*** SUPPLIED ENTRIES

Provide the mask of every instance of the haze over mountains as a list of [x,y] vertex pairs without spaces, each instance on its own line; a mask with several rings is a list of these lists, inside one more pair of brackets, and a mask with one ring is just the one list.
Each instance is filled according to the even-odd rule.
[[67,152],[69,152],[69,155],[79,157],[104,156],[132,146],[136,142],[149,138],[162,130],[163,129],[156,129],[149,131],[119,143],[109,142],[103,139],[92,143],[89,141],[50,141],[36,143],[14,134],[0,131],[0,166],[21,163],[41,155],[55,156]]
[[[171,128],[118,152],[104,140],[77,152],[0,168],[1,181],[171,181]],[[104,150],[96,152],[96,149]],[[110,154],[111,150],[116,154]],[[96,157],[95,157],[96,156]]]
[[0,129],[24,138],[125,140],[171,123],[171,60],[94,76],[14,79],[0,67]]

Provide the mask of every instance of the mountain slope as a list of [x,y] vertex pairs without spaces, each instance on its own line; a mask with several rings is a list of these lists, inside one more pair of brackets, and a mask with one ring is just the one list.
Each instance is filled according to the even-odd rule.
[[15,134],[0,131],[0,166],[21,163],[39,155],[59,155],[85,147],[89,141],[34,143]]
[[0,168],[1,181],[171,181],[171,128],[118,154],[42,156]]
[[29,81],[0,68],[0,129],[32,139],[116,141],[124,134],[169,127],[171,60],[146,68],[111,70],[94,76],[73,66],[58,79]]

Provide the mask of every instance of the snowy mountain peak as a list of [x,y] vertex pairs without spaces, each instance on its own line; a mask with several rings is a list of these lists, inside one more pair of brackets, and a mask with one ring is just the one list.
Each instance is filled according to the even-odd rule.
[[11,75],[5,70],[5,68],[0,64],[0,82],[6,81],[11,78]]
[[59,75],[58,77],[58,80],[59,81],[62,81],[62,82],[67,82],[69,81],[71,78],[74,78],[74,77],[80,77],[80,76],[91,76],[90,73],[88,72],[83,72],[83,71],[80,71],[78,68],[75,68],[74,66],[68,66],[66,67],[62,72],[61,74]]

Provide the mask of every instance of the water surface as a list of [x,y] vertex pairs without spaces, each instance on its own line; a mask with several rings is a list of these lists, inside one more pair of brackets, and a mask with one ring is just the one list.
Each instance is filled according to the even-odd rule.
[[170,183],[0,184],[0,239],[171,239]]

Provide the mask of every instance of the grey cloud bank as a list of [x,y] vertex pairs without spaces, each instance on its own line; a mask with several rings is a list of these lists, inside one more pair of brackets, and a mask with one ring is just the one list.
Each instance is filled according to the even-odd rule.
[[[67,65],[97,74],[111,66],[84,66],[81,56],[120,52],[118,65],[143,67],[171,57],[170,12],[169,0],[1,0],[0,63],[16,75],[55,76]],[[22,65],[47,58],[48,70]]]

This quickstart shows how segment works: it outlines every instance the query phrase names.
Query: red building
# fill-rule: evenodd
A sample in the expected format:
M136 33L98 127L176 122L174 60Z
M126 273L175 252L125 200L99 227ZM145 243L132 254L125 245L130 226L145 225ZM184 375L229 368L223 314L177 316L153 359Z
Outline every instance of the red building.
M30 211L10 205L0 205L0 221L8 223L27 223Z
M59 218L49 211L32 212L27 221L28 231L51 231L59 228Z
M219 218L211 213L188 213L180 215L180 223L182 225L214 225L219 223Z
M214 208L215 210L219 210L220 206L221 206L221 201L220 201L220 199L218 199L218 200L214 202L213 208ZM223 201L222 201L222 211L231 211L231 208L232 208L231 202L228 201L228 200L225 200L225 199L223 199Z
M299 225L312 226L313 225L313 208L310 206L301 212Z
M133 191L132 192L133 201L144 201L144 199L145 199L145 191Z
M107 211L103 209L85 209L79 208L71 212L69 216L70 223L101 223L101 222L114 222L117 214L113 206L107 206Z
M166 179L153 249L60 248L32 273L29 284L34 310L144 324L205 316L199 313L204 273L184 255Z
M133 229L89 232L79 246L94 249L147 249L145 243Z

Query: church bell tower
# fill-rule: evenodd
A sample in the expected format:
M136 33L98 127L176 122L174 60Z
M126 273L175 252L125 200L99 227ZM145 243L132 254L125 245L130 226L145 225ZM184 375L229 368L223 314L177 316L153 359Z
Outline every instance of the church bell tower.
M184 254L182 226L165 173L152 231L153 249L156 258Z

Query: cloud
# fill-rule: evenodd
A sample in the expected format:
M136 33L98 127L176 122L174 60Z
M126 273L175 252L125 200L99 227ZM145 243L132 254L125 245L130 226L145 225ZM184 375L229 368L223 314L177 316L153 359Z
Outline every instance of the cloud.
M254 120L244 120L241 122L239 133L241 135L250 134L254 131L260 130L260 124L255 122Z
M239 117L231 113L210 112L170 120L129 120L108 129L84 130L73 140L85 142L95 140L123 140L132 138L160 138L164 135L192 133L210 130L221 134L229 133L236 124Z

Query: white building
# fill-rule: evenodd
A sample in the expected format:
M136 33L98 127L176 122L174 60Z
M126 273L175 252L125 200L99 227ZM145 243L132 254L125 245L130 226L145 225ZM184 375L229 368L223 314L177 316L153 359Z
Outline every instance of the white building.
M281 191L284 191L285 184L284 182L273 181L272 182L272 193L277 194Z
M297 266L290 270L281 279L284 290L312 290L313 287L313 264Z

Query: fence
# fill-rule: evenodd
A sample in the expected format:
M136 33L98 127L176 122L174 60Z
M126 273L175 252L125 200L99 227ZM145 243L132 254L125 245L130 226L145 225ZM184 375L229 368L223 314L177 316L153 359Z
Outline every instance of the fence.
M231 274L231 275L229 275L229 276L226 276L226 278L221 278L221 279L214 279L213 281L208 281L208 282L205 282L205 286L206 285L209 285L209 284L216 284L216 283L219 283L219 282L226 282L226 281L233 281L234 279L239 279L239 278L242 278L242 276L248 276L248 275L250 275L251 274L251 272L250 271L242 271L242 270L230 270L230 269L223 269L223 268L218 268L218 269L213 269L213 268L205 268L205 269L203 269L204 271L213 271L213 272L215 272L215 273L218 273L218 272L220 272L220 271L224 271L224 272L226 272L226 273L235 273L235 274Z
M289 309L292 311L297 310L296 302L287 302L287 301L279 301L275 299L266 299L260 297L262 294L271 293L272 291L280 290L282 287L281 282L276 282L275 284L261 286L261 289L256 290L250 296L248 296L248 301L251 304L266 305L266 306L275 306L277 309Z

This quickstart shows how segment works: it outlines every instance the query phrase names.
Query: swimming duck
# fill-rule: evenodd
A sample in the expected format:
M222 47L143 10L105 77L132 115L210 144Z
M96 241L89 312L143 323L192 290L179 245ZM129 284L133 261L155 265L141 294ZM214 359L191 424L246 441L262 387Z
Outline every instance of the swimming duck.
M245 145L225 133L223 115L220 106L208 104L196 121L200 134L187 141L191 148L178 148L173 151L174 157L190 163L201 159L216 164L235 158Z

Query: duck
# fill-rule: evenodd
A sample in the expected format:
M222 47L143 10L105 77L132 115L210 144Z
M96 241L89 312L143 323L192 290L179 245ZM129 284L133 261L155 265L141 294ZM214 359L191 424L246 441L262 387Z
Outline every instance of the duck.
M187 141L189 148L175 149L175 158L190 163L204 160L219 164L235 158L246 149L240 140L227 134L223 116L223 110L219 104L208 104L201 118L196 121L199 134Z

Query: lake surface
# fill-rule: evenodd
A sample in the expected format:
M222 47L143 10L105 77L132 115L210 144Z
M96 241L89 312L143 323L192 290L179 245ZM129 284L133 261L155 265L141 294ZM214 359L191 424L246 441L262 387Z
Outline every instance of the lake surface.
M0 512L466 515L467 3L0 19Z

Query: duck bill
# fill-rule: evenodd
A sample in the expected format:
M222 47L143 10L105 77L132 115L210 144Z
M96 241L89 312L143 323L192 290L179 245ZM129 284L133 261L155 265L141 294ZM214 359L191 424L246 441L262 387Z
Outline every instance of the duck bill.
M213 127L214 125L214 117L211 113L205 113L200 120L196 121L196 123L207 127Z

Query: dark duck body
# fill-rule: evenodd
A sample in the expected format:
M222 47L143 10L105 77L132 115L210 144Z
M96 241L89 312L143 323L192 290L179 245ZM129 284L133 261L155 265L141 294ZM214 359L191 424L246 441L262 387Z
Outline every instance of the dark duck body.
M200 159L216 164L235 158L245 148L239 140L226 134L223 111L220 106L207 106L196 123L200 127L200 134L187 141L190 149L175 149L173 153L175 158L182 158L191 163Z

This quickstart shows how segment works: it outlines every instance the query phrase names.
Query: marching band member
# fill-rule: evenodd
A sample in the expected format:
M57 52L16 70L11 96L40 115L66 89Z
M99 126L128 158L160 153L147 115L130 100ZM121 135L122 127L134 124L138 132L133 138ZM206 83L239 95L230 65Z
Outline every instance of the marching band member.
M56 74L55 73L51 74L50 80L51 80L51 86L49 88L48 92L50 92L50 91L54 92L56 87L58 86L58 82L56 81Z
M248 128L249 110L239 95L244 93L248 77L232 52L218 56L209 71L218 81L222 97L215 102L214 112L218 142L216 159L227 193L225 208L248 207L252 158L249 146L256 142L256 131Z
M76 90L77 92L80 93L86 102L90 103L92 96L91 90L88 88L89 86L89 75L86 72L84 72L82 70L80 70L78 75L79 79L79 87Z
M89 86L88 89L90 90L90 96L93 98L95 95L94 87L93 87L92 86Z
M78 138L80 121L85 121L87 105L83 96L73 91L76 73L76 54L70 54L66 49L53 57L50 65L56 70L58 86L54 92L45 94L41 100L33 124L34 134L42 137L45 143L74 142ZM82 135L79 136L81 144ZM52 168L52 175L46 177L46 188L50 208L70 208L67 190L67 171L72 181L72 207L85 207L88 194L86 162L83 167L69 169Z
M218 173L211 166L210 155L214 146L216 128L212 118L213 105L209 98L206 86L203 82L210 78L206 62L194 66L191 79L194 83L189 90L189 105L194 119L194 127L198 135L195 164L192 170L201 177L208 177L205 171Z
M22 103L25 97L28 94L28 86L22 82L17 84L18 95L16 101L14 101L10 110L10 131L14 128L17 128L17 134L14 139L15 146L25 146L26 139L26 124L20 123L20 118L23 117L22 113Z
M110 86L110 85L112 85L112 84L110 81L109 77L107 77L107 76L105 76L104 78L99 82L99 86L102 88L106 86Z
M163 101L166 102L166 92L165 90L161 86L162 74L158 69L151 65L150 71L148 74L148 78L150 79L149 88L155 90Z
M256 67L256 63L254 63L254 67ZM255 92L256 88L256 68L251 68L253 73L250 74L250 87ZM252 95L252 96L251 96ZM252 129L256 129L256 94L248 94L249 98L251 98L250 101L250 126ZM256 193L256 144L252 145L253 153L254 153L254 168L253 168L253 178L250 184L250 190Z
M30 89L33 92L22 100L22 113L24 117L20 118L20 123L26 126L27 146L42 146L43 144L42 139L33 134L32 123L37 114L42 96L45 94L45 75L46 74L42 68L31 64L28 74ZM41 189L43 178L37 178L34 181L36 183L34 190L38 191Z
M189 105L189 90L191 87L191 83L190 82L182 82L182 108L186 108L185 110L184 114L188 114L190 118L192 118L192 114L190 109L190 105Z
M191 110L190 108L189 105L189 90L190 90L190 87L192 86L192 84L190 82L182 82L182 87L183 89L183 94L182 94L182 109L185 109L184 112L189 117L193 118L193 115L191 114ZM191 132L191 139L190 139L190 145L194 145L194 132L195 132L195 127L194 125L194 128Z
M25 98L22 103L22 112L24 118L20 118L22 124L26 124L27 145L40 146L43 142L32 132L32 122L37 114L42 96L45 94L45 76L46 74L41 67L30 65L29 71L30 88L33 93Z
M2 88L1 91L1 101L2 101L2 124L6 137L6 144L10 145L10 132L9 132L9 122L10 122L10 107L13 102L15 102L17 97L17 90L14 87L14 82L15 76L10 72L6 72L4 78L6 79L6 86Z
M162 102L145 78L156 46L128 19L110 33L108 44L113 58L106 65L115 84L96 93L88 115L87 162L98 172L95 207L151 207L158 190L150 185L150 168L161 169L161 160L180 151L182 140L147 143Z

******

> **GIVEN EXERCISE**
Find each line of the listing above that contains the word "white" and copy those lines out in full.

> **FINISHED EXERCISE**
Query: white building
Outline every instance of the white building.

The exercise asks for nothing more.